**Text excerpt**:
◆ ◆ ◆ ◆ ◆ ◆ ◆

“Kechillax brotha!!” says the man who needs no introduction around Sydney’s restaurant scene.
Trendsetter and stalwart of Malaysian cuisine, this restaurateur’s unique collection of Chinta Ria restaurants introduced roti with jazz and R & B to Melbournians in the mid 1980s. He then took Sydney by storm way back in 1998, launching the iconic Chinta Ria Temple of Love at Cockle Bay Wharf.
In 2o11, Chinta Ria … Mood for Love and Sassy’s Red began oozing sexy and seductive nuances into the food scene at Westfield Sydney. Since then, fine dining and large restaurants have stumbled and many fell by the wayside. The trend towards casual dining is inevitable as restaurants are scaling down in size. Tapas and shared plates are becoming the norm and dining out should not bust the wallet.
Kechil means ‘small’ in Bahasa and being quick to spot new trends and adapt, this restaurateur is banking on a small space to do big things in a suburb which has hitherto been culinarily challenged.
The dining scene in Double Bay needs excitement and Simon Goh (cover image above) has now opened his latest venture in Chinta Kechil.
A mere 16-seat restaurant, the decor resembles an old Malaysian kopitiam or coffee house.
“My restaurant is only two days old but looks like it’s a hundred years old” he laughs.
“Nothing appears new because I want a comfortable and nostalgic setting” he adds.
Unlike the giant buddha at the Temple of Love, Goh’s restaurant insignia takes on a smaller scale to accommodate the small and cozy space.

◆ ◆ ◆ ◆ ◆ ◆ ◆

**Dataset rows**:
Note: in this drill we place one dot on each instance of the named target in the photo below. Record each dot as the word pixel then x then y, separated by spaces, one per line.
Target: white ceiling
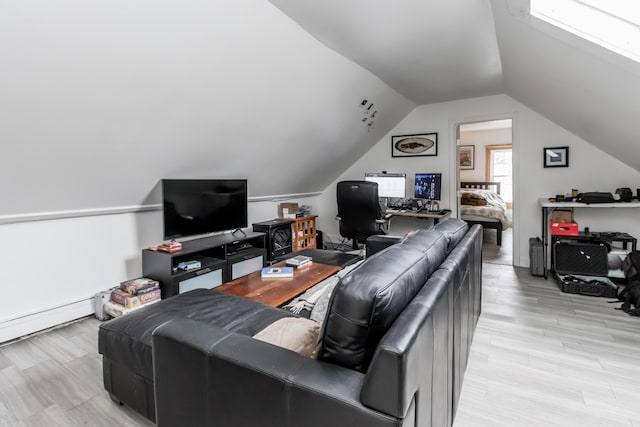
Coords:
pixel 433 51
pixel 428 50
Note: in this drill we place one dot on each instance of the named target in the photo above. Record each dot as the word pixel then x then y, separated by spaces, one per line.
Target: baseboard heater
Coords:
pixel 27 324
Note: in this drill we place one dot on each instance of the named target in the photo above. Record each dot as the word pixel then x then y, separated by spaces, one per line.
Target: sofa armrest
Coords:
pixel 205 375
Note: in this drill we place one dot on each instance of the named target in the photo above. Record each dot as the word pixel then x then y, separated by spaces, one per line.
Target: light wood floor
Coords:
pixel 539 358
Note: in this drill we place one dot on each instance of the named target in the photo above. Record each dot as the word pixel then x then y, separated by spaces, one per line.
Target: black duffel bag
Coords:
pixel 625 194
pixel 595 197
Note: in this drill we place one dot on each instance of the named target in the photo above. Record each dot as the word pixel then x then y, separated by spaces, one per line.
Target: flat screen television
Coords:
pixel 389 184
pixel 428 186
pixel 200 206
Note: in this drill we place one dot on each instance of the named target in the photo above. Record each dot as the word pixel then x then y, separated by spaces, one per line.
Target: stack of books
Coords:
pixel 299 261
pixel 131 295
pixel 277 272
pixel 169 247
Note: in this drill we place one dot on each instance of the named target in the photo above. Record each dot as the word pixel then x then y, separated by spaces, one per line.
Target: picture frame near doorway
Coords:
pixel 466 157
pixel 556 157
pixel 422 144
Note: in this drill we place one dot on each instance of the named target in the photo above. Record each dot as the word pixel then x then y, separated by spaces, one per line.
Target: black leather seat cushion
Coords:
pixel 366 301
pixel 127 339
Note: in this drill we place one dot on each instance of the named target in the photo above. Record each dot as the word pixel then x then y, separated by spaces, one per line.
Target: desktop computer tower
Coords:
pixel 278 240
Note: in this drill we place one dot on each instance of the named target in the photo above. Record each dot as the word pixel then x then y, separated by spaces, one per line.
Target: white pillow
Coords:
pixel 293 333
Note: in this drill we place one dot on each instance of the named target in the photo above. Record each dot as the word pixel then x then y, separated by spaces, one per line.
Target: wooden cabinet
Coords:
pixel 303 232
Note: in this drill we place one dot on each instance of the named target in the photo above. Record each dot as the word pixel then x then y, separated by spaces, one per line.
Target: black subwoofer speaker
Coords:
pixel 278 237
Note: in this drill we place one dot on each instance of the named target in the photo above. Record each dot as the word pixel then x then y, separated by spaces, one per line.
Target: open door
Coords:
pixel 484 166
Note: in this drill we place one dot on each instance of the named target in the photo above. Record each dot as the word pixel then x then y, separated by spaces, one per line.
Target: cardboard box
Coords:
pixel 288 210
pixel 562 215
pixel 564 229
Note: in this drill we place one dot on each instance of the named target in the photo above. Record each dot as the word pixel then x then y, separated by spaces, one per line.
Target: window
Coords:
pixel 614 24
pixel 499 169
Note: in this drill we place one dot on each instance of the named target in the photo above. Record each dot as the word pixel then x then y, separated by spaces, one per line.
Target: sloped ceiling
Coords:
pixel 433 51
pixel 428 50
pixel 99 100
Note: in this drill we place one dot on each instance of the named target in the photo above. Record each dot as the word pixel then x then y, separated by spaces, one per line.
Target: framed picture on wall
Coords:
pixel 556 157
pixel 422 144
pixel 466 157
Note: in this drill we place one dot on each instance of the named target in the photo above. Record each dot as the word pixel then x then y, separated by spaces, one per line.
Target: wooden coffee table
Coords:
pixel 276 292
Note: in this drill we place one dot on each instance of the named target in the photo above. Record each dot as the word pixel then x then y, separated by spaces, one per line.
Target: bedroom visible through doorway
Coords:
pixel 485 167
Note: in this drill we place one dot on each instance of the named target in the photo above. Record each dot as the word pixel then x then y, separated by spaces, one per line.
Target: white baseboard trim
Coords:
pixel 24 325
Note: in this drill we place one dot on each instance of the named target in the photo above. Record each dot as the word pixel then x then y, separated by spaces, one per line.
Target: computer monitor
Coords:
pixel 428 186
pixel 389 184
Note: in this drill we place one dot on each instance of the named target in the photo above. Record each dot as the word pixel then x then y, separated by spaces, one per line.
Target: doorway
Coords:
pixel 485 163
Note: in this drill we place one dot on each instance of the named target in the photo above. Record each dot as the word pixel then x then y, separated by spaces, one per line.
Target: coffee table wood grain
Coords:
pixel 277 291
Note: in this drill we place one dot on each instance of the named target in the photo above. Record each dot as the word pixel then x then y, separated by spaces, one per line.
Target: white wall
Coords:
pixel 52 268
pixel 590 168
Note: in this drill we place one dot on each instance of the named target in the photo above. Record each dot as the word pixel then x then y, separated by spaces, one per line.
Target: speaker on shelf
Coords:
pixel 278 237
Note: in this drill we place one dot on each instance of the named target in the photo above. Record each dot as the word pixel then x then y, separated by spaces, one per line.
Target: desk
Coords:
pixel 436 216
pixel 548 206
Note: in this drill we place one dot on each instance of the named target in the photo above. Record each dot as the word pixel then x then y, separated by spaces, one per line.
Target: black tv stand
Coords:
pixel 219 261
pixel 240 230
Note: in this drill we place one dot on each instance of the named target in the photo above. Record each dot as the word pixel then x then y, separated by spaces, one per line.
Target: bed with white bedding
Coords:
pixel 481 204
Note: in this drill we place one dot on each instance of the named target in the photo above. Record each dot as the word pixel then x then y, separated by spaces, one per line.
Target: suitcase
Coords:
pixel 631 266
pixel 535 256
pixel 575 257
pixel 587 285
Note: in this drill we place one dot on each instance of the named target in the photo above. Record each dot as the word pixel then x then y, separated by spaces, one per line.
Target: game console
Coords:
pixel 189 265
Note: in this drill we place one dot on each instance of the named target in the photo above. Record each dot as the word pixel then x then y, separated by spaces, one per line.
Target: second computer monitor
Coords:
pixel 389 184
pixel 428 185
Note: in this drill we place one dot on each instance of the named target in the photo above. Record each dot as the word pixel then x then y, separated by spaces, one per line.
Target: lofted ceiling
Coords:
pixel 428 50
pixel 433 51
pixel 100 100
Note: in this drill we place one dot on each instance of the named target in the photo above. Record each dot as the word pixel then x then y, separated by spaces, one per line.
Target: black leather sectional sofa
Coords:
pixel 394 346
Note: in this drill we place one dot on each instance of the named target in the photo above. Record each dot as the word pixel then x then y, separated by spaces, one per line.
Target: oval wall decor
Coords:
pixel 414 145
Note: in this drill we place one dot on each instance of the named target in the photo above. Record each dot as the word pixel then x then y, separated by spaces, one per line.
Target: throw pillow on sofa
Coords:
pixel 294 333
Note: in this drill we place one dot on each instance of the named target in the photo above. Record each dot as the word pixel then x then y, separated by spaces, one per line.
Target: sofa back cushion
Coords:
pixel 366 301
pixel 454 230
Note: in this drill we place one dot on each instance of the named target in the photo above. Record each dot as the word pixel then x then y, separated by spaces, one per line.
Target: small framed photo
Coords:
pixel 466 156
pixel 556 157
pixel 423 144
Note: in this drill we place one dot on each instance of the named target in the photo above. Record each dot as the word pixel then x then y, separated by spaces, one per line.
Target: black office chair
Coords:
pixel 359 211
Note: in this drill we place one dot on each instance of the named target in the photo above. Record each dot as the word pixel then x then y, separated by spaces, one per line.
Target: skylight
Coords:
pixel 614 24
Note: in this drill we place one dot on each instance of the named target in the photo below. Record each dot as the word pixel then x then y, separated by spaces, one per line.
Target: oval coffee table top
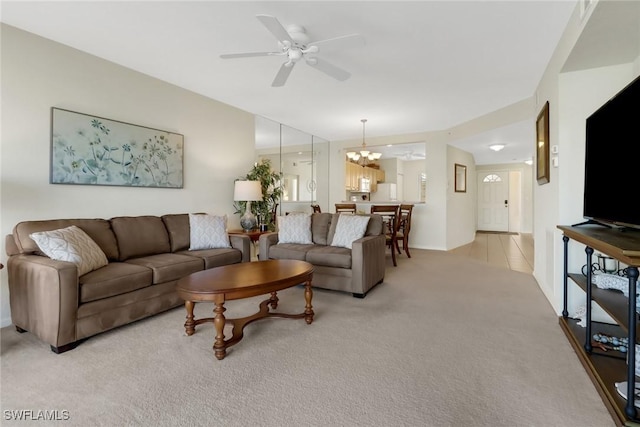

◆ ◆ ◆ ◆ ◆ ◆ ◆

**Given exercise 1**:
Answer these questions using the Chinta Kechil article above:
(a) In what year was the Chinta Ria Temple of Love launched at Cockle Bay Wharf?
(b) What does "Kechil" mean in Bahasa?
(c) How many seats does Chinta Kechil have?
**Given exercise 2**: Rewrite everything in the Chinta Kechil article from "In 2o11, Chinta" down to "bust the wallet.", substituting "relaxed dining" for "casual dining".

**Exercise solution 1**:
(a) 1998
(b) Small
(c) 16

**Exercise solution 2**:
In 2o11, Chinta Ria … Mood for Love and Sassy’s Red began oozing sexy and seductive nuances into the food scene at Westfield Sydney. Since then, fine dining and large restaurants have stumbled and many fell by the wayside. The trend towards relaxed dining is inevitable as restaurants are scaling down in size. Tapas and shared plates are becoming the norm and dining out should not bust the wallet.